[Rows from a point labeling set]
========================================================================

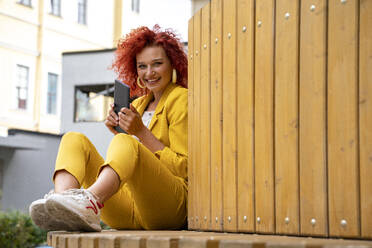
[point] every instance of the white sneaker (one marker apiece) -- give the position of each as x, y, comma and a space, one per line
76, 207
42, 218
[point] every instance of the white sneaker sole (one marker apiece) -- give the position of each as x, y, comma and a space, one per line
43, 219
68, 215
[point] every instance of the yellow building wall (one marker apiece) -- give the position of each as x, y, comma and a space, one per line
19, 44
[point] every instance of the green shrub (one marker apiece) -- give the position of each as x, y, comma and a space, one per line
18, 230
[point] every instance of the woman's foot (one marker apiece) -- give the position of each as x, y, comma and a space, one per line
77, 208
42, 218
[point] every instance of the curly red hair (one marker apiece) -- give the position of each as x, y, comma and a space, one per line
125, 64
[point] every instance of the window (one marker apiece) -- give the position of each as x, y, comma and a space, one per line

========================================================================

- [What is expected]: Rewrite all of the rows above, replacing "white sneaker" with "white running shoe" wherever it occurs and changing nothing else. Omit the picture lines from your answer.

- [Finished exercise]:
[point] every instance of the white running shoe (one marker apiece) -- give the position of each as x, y, comma and a space, one per line
76, 207
42, 218
[point] every instance of the white running shoe sole (one marker apiece) -- give the position of each as x, y, comma and a space, one per line
43, 219
68, 215
[point] every instance of the yellow building wall (one marker apiece) -- give the position of each as x, y, comma and a space, one per line
19, 44
[point] every instance of the green shrub (one marker apiece) -- give the position of each as x, y, comma and a space, one per line
18, 230
[point] every instance of the woman's foot (one marker apiece) -- give the position of each as x, y, comma and a space, one per line
77, 208
42, 218
[point] every instance of the curly red hair (one marker apiece) -- give the position of each as x, y, comma and a space, one per line
125, 64
[point] every instance of the window (one marker apiece) -- give the position of each as x, y, comma and a space, one per line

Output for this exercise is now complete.